══ Record extracts

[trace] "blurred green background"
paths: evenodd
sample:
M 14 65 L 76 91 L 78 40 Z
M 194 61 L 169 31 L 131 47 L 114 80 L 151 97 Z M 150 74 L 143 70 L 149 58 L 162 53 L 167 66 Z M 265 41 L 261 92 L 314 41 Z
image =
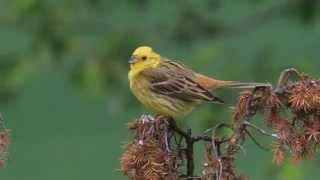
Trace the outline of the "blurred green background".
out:
M 319 77 L 319 1 L 1 0 L 0 111 L 12 145 L 0 179 L 125 179 L 126 124 L 146 112 L 127 82 L 140 45 L 219 79 L 275 83 L 288 67 Z M 217 91 L 226 105 L 204 104 L 180 123 L 200 133 L 230 121 L 237 93 Z M 237 169 L 250 179 L 320 176 L 320 158 L 276 166 L 272 152 L 245 149 Z

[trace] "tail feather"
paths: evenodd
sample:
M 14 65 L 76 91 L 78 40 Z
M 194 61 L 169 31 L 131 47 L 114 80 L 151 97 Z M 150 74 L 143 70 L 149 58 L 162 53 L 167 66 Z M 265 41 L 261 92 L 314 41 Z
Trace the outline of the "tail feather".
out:
M 255 82 L 236 82 L 236 81 L 229 81 L 228 83 L 224 84 L 222 87 L 227 88 L 239 88 L 239 89 L 251 89 L 259 86 L 270 86 L 267 83 L 255 83 Z
M 251 89 L 259 86 L 270 86 L 267 83 L 255 83 L 255 82 L 237 82 L 237 81 L 221 81 L 207 77 L 202 74 L 196 74 L 196 81 L 204 88 L 208 90 L 218 88 L 240 88 L 240 89 Z

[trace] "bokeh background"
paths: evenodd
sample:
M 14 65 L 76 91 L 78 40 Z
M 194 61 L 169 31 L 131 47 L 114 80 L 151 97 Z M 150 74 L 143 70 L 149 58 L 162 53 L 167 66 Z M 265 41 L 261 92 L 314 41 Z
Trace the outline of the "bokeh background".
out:
M 126 124 L 147 112 L 127 81 L 140 45 L 219 79 L 275 83 L 288 67 L 319 77 L 319 1 L 1 0 L 0 111 L 12 145 L 0 179 L 125 179 Z M 238 91 L 216 94 L 226 105 L 204 104 L 181 126 L 229 122 Z M 319 157 L 276 166 L 272 152 L 244 147 L 237 169 L 250 179 L 320 176 Z

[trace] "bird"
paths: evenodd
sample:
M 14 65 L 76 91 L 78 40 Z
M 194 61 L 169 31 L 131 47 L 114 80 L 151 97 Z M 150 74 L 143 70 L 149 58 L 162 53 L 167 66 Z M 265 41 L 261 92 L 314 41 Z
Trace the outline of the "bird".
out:
M 186 116 L 202 102 L 224 103 L 211 92 L 214 89 L 266 86 L 208 77 L 162 57 L 149 46 L 136 48 L 129 64 L 128 79 L 134 96 L 157 115 L 171 118 Z

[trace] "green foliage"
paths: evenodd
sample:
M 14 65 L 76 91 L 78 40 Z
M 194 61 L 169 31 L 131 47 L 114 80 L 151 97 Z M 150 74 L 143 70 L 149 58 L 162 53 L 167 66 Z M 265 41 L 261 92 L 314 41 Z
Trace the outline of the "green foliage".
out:
M 275 83 L 287 67 L 319 76 L 319 9 L 316 0 L 1 1 L 0 103 L 13 145 L 0 179 L 121 179 L 125 123 L 146 111 L 127 85 L 140 45 L 219 79 Z M 226 106 L 202 105 L 181 123 L 201 132 L 228 121 L 237 92 L 216 93 Z M 269 179 L 271 153 L 248 152 L 240 169 Z M 273 177 L 296 170 L 281 171 Z

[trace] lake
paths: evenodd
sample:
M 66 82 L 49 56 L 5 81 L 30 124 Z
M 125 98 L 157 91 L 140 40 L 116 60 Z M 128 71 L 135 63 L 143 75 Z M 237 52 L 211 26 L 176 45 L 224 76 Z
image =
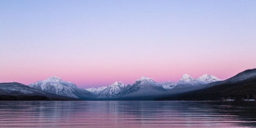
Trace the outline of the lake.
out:
M 0 127 L 253 127 L 255 102 L 1 101 Z

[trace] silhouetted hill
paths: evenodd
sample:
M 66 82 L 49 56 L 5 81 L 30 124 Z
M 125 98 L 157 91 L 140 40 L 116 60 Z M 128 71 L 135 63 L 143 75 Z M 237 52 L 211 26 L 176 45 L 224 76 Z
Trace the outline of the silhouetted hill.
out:
M 256 99 L 256 69 L 246 70 L 224 81 L 209 84 L 208 87 L 155 100 L 211 101 L 228 98 L 236 100 Z

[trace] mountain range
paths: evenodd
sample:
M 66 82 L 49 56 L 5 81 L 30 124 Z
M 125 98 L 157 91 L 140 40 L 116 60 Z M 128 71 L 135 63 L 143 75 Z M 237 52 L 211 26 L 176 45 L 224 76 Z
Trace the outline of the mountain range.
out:
M 45 96 L 51 99 L 62 98 L 66 100 L 199 100 L 201 99 L 199 98 L 207 97 L 205 95 L 201 96 L 202 94 L 206 94 L 205 92 L 210 94 L 213 92 L 219 94 L 219 91 L 226 90 L 227 88 L 236 87 L 235 88 L 237 88 L 236 85 L 246 84 L 248 79 L 252 81 L 256 79 L 255 69 L 246 70 L 225 80 L 209 74 L 194 79 L 185 74 L 177 82 L 156 82 L 153 79 L 143 76 L 133 84 L 125 85 L 121 82 L 115 82 L 108 87 L 86 89 L 78 88 L 71 82 L 53 76 L 28 86 L 16 82 L 0 84 L 0 95 L 38 95 Z M 243 87 L 239 88 L 244 90 Z M 225 92 L 227 93 L 228 91 Z M 225 94 L 221 96 L 225 98 L 229 96 Z M 230 96 L 232 96 L 234 95 Z M 193 99 L 193 96 L 197 98 Z M 219 100 L 219 96 L 212 100 Z M 239 98 L 241 97 L 244 96 Z

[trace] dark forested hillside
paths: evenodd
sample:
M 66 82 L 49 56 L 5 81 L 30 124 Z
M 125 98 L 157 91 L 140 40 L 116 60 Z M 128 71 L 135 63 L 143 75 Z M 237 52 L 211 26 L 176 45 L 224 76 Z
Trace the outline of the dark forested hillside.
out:
M 256 99 L 256 69 L 244 71 L 219 84 L 155 100 L 208 101 Z

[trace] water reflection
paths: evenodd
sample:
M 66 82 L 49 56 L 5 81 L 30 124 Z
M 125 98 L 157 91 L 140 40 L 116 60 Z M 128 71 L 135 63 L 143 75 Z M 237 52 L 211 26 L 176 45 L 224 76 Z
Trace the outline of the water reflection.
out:
M 0 127 L 256 126 L 256 110 L 254 104 L 232 104 L 235 103 L 187 101 L 4 101 L 0 102 Z

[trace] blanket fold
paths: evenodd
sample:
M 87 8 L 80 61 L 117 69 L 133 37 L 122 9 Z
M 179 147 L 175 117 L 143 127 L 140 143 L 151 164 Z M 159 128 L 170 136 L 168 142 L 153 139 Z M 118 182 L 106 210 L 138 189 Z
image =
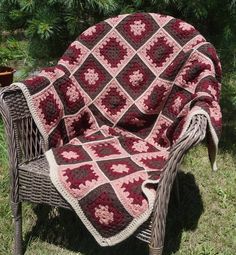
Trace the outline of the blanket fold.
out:
M 83 32 L 55 67 L 15 83 L 47 151 L 50 178 L 102 246 L 151 215 L 173 144 L 208 120 L 221 131 L 221 66 L 191 25 L 154 13 L 120 15 Z

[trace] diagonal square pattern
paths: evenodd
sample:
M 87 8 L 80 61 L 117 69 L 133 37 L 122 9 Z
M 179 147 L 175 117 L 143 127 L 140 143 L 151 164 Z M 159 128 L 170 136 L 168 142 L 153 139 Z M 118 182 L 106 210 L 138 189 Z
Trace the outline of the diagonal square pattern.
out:
M 137 55 L 117 76 L 118 82 L 134 100 L 149 87 L 154 79 L 155 75 Z
M 168 22 L 164 29 L 183 46 L 186 42 L 189 42 L 192 38 L 199 34 L 199 32 L 190 24 L 180 20 L 172 19 Z
M 82 89 L 94 99 L 111 80 L 106 69 L 90 55 L 74 73 L 74 77 Z
M 93 54 L 110 73 L 116 75 L 133 57 L 134 50 L 117 32 L 113 31 L 94 48 Z
M 132 100 L 122 91 L 115 80 L 95 101 L 97 108 L 112 122 L 116 122 L 131 104 Z
M 127 16 L 116 27 L 134 49 L 139 49 L 159 29 L 158 24 L 148 13 Z
M 116 180 L 143 170 L 142 167 L 135 164 L 130 158 L 101 160 L 98 161 L 97 164 L 110 180 Z
M 92 49 L 110 30 L 111 26 L 107 22 L 100 22 L 85 30 L 78 37 L 78 41 L 87 48 Z
M 180 49 L 180 46 L 162 29 L 142 47 L 139 55 L 159 74 Z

════

Challenge: Starting at the line containing "[trace] lake" and ending at the line containing "M 0 127 L 256", write out the data above again, scaling only the coordinates in the answers by 0.9 and rounding each to a whole number, with halves rounded up. Change nothing else, and leave out the pictures.

Result of this exercise:
[trace] lake
paths: evenodd
sample:
M 66 82 L 49 56 L 5 81 L 30 124 Z
M 125 98 L 157 91 L 140 40 L 116 60 Z M 128 71 L 135 63 L 143 75 Z M 237 52 L 211 26 L 176 45 L 224 76 Z
image =
Trace the outline of the lake.
out:
M 0 114 L 228 114 L 230 92 L 1 91 Z

[trace] silhouetted hill
paths: evenodd
sample:
M 66 82 L 49 56 L 5 81 L 30 124 Z
M 125 98 L 157 91 L 140 40 L 116 60 Z M 128 71 L 135 63 L 143 75 Z M 237 52 L 211 26 L 176 45 L 224 76 Z
Trace the outline of the silhouetted hill.
out:
M 230 89 L 230 62 L 221 63 L 202 73 L 188 76 L 187 78 L 140 90 L 190 91 L 205 88 L 212 90 Z

[trace] mountain range
paths: evenodd
sample:
M 66 82 L 49 56 L 5 81 L 30 124 Z
M 125 98 L 157 91 L 140 40 L 116 60 Z M 128 71 L 135 63 L 143 75 Z M 237 52 L 211 26 L 176 45 L 224 76 Z
Trace the outline of the mountain range.
out:
M 41 86 L 46 89 L 56 88 L 59 90 L 179 90 L 181 89 L 179 88 L 186 87 L 185 86 L 181 86 L 182 85 L 185 85 L 185 83 L 189 85 L 192 83 L 197 85 L 197 82 L 203 81 L 204 79 L 212 78 L 212 79 L 213 79 L 212 77 L 221 76 L 223 71 L 227 73 L 230 71 L 230 62 L 221 63 L 203 72 L 188 67 L 175 71 L 167 67 L 159 74 L 140 74 L 138 71 L 129 68 L 120 76 L 113 77 L 109 74 L 104 74 L 97 78 L 77 80 L 70 79 L 64 74 L 48 68 L 25 77 L 14 74 L 0 76 L 0 86 L 34 86 Z M 219 78 L 215 79 L 220 81 Z M 203 83 L 204 84 L 205 82 Z M 203 85 L 199 86 L 203 88 L 206 86 Z M 207 86 L 209 86 L 211 86 Z M 174 89 L 174 86 L 177 88 Z M 197 90 L 197 86 L 191 90 Z M 215 88 L 217 87 L 220 86 Z

[trace] dark forested hillside
paths: evenodd
sample:
M 66 82 L 49 56 L 5 81 L 30 124 Z
M 125 98 L 157 91 L 140 40 L 116 60 Z M 128 71 L 135 63 L 143 75 Z M 237 52 L 211 26 L 176 45 L 224 76 Z
Trace the outline of the dark forested hillside.
out:
M 230 89 L 230 62 L 220 64 L 197 76 L 140 90 L 187 91 Z

[trace] water reflection
paths: evenodd
sample:
M 66 82 L 49 56 L 5 81 L 30 124 Z
M 125 98 L 157 91 L 140 40 L 116 60 Z M 128 71 L 135 63 L 143 75 Z M 237 52 L 211 26 L 176 45 L 224 76 Z
Trace the outline of the water reflection.
out:
M 0 114 L 230 113 L 230 99 L 229 94 L 209 94 L 212 93 L 168 91 L 4 91 L 0 92 Z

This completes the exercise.